*Work instructions*
Using the records that follow, work out how many lines hold the string "instance" and provide that number only.

Working data Start Marker

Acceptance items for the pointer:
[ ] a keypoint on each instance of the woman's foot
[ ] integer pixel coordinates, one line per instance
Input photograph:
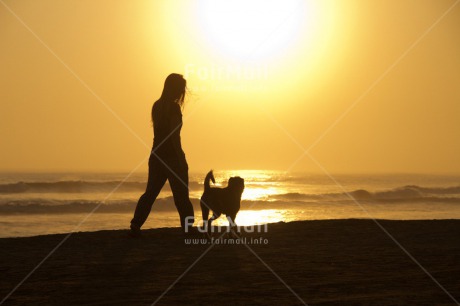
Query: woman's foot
(134, 231)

Working data End Marker

*Problem solution*
2